To do: Copy out the material word for word, from the line with "Could you point out the shadow on dirt" up to and including the line with "column 175, row 115".

::: Exercise inputs

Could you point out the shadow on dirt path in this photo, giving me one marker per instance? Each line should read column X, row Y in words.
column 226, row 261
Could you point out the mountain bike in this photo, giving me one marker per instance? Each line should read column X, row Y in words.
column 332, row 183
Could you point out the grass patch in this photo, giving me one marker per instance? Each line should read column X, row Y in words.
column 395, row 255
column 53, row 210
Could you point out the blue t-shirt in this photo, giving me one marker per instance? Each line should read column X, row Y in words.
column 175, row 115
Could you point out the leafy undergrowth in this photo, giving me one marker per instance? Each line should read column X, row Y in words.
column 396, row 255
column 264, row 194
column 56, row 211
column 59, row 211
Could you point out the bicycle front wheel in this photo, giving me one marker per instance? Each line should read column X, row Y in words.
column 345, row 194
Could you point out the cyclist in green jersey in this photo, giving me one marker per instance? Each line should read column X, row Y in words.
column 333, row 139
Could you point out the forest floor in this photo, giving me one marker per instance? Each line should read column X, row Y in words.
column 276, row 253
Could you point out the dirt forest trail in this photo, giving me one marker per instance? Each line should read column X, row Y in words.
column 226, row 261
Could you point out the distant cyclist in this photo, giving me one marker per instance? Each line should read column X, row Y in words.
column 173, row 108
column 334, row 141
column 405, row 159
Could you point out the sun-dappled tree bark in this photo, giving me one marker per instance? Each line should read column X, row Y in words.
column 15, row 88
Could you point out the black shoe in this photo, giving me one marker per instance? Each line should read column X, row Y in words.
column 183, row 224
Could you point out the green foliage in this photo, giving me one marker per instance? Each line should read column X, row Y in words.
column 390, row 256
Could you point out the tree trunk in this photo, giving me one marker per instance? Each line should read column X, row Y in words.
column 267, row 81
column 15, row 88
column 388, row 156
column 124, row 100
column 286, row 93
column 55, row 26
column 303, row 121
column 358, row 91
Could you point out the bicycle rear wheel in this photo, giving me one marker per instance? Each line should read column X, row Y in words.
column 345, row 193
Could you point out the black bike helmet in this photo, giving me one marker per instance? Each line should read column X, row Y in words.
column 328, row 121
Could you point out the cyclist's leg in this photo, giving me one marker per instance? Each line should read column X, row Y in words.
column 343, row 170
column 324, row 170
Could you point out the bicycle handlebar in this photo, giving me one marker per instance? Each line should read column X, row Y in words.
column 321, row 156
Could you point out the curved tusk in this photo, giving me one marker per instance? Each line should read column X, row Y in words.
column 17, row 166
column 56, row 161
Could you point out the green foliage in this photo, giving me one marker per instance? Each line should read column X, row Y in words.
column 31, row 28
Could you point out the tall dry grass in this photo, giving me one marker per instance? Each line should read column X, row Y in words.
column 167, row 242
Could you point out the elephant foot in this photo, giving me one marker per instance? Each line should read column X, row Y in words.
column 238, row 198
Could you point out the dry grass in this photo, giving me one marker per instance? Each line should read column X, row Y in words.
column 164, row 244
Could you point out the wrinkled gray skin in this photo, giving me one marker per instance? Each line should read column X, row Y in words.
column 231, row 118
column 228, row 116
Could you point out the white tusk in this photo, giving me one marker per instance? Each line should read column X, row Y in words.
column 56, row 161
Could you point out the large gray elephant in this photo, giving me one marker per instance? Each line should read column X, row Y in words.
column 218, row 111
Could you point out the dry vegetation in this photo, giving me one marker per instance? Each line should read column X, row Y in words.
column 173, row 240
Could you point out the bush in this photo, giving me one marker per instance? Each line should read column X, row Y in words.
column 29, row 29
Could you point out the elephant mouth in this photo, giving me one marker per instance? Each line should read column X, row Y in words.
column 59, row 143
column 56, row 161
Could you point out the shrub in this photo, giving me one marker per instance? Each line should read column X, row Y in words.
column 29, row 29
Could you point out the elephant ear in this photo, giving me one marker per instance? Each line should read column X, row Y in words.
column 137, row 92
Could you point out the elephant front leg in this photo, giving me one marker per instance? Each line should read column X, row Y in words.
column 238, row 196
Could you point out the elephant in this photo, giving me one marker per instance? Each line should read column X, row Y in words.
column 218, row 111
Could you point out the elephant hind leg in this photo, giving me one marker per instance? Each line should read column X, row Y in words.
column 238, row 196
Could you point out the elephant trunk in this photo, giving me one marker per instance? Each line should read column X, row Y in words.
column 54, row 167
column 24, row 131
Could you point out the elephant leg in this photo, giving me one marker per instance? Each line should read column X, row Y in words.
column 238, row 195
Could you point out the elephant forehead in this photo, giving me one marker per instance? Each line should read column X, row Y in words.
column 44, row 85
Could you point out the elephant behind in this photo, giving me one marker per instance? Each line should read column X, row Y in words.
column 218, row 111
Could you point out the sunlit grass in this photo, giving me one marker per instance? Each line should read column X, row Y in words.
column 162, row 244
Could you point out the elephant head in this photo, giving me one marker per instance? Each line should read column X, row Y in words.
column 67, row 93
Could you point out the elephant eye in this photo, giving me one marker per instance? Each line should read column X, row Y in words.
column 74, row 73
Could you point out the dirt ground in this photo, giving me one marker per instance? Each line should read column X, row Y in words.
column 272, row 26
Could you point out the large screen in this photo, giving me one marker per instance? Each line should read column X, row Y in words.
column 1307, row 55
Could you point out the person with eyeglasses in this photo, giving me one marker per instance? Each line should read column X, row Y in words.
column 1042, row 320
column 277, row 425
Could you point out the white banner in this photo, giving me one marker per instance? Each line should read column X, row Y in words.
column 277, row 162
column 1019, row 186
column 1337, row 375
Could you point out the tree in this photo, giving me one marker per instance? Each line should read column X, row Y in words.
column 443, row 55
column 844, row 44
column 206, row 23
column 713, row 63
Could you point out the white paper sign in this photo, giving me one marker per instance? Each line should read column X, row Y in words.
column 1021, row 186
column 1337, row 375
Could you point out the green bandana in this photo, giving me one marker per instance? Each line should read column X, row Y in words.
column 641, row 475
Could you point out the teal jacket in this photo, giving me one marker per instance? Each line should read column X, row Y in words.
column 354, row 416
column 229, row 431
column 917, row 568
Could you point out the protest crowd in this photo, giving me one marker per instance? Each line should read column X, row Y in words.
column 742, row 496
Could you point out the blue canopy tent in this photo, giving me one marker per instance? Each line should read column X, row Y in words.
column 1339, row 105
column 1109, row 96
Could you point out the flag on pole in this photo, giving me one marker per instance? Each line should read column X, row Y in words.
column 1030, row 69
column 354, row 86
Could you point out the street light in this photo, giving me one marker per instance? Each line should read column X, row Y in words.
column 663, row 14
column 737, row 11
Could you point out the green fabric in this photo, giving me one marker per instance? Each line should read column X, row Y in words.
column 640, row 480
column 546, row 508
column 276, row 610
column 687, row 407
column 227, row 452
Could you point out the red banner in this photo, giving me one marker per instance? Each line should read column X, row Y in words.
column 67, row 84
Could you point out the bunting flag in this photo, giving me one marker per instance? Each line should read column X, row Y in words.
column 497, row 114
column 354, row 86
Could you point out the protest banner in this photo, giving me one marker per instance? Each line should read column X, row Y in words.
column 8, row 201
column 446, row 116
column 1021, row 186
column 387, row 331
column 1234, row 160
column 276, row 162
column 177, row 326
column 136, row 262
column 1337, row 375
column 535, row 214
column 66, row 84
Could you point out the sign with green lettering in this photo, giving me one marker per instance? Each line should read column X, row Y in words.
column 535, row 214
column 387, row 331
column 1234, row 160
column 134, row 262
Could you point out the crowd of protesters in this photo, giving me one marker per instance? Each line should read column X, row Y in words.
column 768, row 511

::::::
::: Exercise inputs

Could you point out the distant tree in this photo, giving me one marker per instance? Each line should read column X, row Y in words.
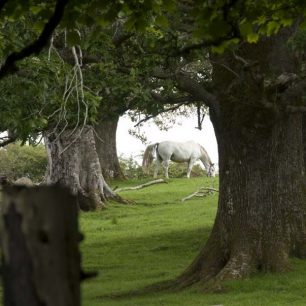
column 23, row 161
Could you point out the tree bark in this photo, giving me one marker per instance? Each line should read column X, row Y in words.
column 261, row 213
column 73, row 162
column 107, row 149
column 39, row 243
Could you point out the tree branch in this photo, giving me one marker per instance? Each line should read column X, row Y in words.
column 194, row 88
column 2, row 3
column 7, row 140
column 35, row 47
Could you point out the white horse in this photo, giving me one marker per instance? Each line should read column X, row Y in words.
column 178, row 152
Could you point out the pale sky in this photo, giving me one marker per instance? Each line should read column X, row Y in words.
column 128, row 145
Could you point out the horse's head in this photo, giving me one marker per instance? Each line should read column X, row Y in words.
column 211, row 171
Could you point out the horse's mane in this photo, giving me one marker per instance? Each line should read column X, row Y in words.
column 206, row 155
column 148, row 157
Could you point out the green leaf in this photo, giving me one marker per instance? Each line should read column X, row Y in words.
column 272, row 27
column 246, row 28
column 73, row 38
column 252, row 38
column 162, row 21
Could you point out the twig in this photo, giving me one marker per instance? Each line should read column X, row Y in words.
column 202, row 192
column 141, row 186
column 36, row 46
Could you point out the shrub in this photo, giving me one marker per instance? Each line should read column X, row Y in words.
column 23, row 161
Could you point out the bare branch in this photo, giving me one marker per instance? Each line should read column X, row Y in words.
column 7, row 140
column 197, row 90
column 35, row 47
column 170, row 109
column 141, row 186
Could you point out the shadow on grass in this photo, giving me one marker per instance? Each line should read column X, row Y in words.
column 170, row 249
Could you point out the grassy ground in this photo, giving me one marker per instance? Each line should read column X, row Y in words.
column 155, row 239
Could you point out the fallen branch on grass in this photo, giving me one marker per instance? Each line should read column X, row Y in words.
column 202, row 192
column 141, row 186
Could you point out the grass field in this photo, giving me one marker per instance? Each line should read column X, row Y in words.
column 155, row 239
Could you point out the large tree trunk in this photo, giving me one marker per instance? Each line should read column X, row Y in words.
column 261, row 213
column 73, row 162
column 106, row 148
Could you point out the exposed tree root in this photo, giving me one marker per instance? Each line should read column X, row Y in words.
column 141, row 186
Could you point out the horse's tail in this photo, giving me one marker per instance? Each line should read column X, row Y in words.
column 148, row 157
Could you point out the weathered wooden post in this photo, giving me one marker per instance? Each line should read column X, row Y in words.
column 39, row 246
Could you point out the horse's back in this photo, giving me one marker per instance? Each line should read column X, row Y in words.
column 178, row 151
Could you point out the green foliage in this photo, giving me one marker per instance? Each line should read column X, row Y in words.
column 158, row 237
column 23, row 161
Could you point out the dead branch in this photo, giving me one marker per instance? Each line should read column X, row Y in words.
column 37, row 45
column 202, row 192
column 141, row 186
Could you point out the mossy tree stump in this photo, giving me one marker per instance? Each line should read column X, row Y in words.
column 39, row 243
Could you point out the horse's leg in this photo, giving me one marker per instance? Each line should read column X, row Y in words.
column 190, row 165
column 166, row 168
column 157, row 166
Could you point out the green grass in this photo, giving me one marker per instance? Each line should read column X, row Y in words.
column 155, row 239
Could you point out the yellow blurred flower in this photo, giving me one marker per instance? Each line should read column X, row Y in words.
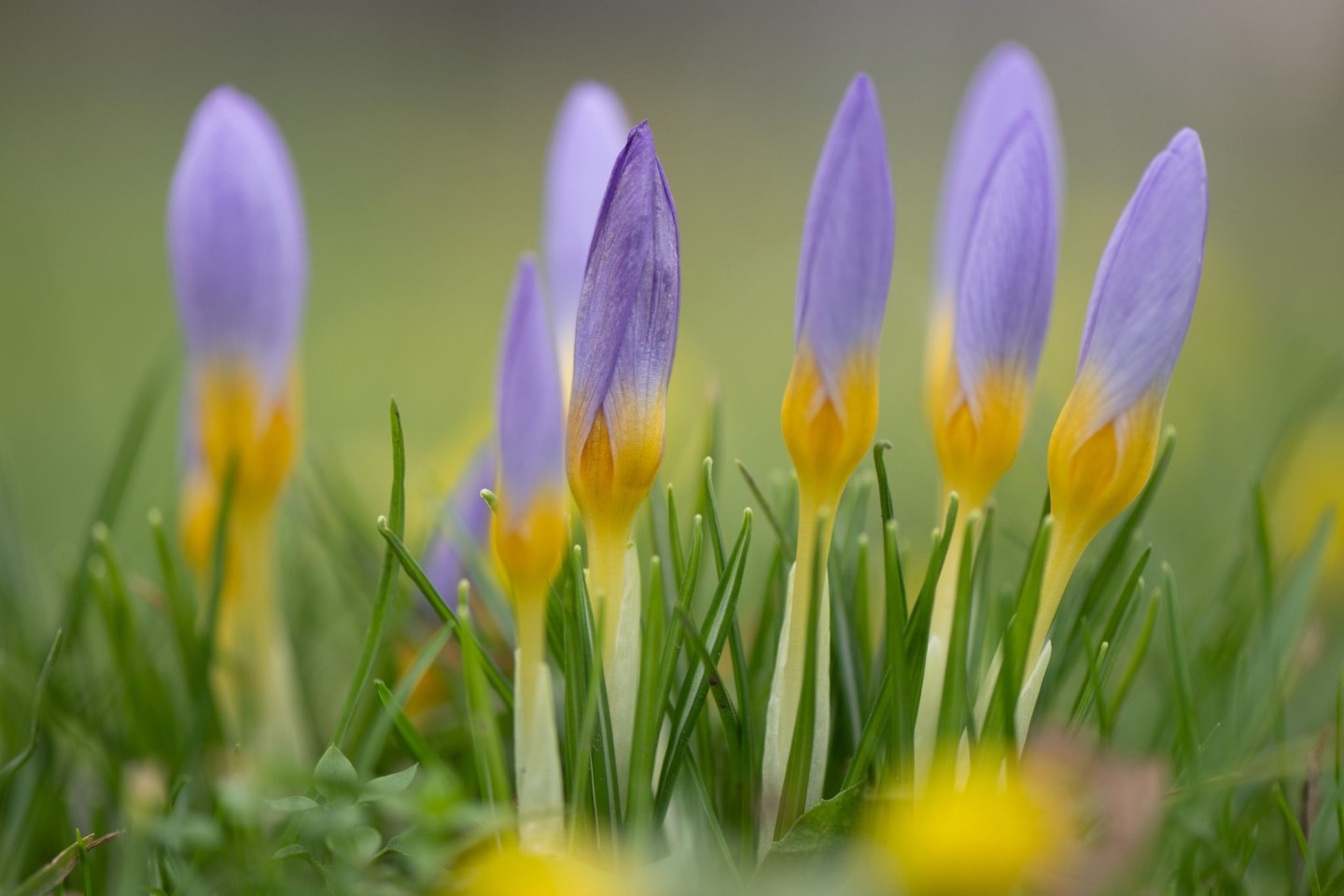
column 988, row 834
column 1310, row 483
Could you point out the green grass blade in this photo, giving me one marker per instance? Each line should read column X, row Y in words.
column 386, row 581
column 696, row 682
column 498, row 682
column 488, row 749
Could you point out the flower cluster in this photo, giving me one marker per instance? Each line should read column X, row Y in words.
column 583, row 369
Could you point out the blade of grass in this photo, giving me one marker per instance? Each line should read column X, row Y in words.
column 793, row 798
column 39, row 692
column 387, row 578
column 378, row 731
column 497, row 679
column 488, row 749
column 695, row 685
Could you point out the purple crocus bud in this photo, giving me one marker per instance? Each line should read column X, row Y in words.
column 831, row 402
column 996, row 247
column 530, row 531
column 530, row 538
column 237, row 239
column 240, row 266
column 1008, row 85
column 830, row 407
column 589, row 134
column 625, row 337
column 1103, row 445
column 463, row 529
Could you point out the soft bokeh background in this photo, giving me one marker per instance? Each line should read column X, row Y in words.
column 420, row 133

::::::
::: Exercise inputs

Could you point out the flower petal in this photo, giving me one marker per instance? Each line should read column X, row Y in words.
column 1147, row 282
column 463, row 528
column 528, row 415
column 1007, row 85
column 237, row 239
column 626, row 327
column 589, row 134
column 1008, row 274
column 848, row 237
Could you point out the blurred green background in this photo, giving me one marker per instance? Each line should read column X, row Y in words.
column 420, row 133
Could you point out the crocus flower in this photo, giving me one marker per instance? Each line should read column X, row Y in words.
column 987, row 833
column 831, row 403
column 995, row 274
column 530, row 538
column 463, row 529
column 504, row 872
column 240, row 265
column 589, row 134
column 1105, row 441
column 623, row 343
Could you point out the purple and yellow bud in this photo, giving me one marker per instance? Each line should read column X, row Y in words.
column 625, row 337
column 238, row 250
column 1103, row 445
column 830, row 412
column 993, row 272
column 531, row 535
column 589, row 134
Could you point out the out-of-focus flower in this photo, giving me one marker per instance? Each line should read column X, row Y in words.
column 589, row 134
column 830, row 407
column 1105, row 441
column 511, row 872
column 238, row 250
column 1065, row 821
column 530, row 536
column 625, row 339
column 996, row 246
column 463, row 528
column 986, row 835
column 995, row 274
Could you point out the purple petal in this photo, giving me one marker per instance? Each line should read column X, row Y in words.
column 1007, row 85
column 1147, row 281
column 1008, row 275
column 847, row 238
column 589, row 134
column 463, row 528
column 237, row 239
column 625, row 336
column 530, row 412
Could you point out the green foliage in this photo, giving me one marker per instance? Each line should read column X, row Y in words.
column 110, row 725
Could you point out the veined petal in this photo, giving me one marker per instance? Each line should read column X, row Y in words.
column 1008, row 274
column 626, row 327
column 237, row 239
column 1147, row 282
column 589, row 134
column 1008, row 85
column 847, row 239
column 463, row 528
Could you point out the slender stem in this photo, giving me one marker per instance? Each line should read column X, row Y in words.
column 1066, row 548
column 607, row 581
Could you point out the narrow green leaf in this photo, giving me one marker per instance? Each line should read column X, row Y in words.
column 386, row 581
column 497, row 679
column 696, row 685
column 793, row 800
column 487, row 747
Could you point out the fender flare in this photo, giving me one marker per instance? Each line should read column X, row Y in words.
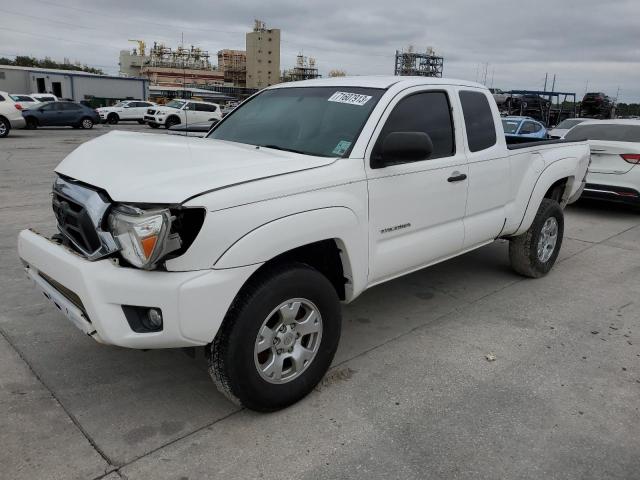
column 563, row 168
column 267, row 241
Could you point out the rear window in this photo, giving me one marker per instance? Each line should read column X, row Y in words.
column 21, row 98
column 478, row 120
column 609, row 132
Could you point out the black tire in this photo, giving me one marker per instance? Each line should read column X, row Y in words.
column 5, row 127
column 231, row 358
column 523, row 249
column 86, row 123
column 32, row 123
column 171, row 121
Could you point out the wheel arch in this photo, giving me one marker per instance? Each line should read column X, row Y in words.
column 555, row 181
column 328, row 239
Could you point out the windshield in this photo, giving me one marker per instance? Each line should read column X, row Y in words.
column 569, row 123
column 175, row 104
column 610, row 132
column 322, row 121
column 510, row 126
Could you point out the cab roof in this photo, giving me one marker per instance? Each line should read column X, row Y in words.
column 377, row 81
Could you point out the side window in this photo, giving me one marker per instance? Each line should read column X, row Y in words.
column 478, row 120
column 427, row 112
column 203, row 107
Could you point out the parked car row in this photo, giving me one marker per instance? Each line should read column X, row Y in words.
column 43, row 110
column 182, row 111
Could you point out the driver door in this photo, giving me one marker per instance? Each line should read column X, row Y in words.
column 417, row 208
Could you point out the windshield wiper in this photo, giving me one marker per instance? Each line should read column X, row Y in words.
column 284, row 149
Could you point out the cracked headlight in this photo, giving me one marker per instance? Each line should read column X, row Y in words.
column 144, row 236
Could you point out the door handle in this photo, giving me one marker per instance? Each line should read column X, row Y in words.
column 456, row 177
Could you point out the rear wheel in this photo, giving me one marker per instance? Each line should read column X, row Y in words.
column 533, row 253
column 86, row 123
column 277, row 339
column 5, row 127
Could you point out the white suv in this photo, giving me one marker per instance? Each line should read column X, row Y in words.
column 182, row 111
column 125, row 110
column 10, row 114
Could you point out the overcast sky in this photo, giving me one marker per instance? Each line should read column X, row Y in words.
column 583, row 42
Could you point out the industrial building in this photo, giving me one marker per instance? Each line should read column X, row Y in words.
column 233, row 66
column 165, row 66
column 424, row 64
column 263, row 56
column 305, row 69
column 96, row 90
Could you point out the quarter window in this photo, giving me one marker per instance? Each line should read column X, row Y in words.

::::::

Expected answer:
Could you point out the shadow on dirt path in this photo, giving me one marker per instance? Each line should read column X, row Y in words.
column 226, row 261
Could you point out the mountain bike in this photo, giving me one marker per instance? Each line should read column X, row Y in words.
column 332, row 183
Could you point out the grass patch in this photo, giving me one marker per instance? Each line should read column X, row Y in words.
column 395, row 255
column 53, row 210
Could you point out the blue t-shirt in this photo, giving me one marker per instance? Each line should read column X, row Y in words.
column 175, row 115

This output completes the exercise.